* **Aim**: Give only the lines from the one containing "Question: locate the low" through the end of the material below, exactly as written.

* **Given entries**:
::::::::

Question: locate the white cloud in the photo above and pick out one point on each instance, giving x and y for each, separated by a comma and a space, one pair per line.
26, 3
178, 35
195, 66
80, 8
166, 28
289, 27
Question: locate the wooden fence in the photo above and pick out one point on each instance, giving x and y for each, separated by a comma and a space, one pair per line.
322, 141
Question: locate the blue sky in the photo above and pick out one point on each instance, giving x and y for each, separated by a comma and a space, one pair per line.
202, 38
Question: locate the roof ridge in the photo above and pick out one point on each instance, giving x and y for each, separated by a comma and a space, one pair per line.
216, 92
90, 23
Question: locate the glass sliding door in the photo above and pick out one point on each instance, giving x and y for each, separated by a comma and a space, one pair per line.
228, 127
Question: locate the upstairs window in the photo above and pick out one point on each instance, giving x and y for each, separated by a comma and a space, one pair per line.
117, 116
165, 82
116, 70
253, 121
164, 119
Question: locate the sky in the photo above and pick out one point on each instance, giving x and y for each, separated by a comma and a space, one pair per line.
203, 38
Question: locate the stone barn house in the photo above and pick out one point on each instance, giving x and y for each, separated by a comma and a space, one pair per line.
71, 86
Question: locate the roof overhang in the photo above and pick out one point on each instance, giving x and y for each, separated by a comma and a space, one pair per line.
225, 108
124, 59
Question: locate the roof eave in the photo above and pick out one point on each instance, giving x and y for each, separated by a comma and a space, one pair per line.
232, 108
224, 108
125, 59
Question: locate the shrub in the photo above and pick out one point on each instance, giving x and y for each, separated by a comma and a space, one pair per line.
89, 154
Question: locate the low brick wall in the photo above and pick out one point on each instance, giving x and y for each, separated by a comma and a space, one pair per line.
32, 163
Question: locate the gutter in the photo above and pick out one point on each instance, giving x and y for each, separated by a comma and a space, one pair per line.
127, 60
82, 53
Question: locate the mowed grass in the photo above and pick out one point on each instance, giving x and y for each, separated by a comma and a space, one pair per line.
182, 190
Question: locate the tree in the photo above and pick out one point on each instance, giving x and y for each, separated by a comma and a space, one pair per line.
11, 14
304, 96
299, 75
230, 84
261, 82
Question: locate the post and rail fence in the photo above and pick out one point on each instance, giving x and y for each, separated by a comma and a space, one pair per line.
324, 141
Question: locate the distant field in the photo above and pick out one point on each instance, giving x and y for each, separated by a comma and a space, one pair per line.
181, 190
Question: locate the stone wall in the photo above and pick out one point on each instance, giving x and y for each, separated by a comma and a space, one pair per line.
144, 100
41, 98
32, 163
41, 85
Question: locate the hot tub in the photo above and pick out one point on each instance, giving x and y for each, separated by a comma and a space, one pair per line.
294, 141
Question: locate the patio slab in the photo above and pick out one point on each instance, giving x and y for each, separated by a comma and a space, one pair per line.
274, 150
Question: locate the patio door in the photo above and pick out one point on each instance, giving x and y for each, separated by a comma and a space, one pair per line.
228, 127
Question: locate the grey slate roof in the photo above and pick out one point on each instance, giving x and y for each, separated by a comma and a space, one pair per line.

::::::::

* **Answer for this exercise**:
Question: locate the low brick wall in the photo above and pick out one point on each instance, giving x and y for each, separated by a comma and a space, one pair per line.
32, 163
Question: locate the gutter in the photo above and pick out one point on each instance, giving x and y for each, separated by a comma and a space, one pair per line.
127, 60
82, 53
Question: locate the mowed grass in the photo above and pick out one point on each instance, giving x and y for each, separated by a comma and a space, one pair per line.
182, 190
Question: locate the tree in the photo above and pick out one point on each instance, giving x and y for each, separated by a comma and a space, one pair per line.
11, 14
304, 96
299, 75
230, 84
261, 82
Question: locate the post and rail fence in the photo above and pick out one point on each instance, giving x and y for each, separated by a comma and a space, one pair per line.
324, 141
Question: locate the distant field in the photo above and pick out one point on each instance, giving x and y for each, separated by a comma and a space, one pair per line.
181, 190
Question: locate the stone wall in the photo above and pick out one point on each instance, giving x and y for each, separated by a comma and a space, one pair per line.
144, 100
41, 98
32, 163
41, 85
Question: locate the hot tub in the photo above and pick out one point on each instance, giving x and y for each, separated by a comma and a space, one pair per line.
294, 141
Question: locate the patio slab in the photo above and pick out one point on each instance, giving x and y for each, separated by a comma and a space, one pair per line.
274, 150
Question: locate the patio door in the photo above and pick out one point on each instance, giving x and y for each, separated by a comma and a space, one pair per line.
228, 127
Question: locate the grey slate roof in the photo above and pick out one point on each instance, giving x and y for each, separated by a comma and a space, one pair per line.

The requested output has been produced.